### Information supplied

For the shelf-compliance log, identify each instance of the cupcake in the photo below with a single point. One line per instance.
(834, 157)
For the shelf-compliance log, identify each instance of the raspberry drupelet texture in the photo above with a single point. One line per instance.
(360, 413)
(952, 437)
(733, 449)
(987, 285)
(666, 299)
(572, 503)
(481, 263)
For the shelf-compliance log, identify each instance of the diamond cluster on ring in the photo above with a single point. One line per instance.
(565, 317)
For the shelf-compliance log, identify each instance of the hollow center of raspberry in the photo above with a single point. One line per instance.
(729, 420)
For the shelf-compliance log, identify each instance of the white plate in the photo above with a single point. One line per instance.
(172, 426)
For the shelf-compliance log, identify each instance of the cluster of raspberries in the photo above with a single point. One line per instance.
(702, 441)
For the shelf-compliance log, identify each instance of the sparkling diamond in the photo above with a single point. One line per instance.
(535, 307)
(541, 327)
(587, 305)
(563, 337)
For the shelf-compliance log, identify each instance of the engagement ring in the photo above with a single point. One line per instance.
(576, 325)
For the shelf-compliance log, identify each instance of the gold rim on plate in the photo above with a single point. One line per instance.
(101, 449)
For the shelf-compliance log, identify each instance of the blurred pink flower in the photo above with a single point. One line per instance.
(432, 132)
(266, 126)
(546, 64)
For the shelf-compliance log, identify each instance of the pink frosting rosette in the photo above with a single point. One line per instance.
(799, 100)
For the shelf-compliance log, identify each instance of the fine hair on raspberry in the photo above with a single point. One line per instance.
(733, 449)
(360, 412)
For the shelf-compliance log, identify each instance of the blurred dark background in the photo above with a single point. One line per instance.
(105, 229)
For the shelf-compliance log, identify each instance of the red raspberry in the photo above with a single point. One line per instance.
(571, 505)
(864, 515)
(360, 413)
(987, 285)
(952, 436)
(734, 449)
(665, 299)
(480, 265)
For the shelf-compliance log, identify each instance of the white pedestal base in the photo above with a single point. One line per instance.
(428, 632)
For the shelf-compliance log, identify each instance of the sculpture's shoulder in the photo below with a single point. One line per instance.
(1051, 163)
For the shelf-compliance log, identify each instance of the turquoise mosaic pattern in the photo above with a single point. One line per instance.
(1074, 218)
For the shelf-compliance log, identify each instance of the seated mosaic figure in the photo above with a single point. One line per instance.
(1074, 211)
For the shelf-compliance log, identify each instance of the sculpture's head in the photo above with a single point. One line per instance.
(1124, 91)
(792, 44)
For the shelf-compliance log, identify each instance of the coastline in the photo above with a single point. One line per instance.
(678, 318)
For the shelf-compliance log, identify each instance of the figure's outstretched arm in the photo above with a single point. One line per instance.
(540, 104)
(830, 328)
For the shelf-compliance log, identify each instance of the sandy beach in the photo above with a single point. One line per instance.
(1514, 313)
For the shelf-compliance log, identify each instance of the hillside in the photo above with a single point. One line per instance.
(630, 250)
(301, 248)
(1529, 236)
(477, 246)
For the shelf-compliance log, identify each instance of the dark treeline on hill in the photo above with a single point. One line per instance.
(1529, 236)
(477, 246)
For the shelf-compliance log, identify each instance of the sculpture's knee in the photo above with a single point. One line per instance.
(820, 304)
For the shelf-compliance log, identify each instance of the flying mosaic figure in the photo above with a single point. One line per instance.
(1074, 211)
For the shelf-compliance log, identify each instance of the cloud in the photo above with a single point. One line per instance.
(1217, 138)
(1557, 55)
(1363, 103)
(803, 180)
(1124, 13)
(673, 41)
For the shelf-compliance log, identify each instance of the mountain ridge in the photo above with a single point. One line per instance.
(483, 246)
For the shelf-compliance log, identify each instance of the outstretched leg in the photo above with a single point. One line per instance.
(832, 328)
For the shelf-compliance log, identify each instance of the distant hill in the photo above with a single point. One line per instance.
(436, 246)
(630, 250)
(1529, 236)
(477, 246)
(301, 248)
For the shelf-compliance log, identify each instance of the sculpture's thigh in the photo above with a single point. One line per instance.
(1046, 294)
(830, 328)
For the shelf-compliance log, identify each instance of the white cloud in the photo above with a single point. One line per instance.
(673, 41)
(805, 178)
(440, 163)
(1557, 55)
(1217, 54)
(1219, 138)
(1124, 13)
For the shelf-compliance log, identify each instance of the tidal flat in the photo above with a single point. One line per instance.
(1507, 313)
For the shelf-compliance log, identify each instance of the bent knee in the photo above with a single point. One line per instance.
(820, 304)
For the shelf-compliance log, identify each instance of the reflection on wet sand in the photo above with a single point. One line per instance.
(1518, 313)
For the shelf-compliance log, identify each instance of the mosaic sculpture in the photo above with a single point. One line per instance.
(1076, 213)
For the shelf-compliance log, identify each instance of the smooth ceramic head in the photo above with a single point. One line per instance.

######

### What this task involves
Using the records above, please retype only the run of lines from the line holding "For the shelf-compliance log, identify each instance of the bent" through the last line, both ends included.

### Expected answer
For the shelf-compliance log, identify each instance of the bent knee in the photo above with a single point. One line per instance.
(820, 304)
For the shelf-compliance log, identify each instance of the reflection on wet sand in the photo above with a single point. One line per instance.
(1518, 313)
For the shelf-compliance log, identify each instance of the mosaic sculpture in the photo above with a single point. One line per instance.
(1076, 213)
For the shelf-compliance log, identify each instance of the smooth ceramic head in the photo above with a single point. One line per instance.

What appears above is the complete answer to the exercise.